* _Problem details_: How many lines in the rows below contain the string "Query"? Reply with the number alone.

-- start --

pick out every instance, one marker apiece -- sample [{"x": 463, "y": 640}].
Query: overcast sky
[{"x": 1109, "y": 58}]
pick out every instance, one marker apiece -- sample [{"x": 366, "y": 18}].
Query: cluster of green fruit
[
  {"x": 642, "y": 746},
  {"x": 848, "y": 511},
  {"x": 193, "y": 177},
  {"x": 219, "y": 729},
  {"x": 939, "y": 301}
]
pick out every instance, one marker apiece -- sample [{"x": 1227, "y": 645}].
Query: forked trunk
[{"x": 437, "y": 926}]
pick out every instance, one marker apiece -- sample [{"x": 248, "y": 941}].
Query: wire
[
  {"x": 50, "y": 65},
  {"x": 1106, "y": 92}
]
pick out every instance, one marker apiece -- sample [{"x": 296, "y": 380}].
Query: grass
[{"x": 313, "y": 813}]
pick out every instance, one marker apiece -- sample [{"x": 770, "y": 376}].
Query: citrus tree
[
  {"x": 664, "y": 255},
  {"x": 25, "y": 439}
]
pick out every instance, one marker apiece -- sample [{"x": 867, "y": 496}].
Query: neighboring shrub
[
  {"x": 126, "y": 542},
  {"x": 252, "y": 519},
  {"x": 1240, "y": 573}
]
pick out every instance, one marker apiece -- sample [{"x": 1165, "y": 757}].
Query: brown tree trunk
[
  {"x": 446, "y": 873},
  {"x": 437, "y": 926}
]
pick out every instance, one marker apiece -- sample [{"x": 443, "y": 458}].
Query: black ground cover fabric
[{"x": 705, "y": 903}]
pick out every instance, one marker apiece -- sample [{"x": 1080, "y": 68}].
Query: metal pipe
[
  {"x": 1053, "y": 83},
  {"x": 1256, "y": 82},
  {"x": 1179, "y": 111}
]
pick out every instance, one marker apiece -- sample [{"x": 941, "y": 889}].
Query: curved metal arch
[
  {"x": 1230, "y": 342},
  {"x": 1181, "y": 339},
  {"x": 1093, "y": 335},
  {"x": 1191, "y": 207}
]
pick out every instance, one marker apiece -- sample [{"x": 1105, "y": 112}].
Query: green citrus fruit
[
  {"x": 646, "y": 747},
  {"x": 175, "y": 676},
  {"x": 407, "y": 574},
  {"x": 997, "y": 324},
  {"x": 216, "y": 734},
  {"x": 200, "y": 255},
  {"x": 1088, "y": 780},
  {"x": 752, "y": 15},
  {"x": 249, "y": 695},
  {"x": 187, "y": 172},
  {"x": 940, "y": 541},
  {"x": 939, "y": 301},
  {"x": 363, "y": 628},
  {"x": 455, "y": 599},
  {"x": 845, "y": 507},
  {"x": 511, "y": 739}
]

-- end --

* _Output for this task_: 12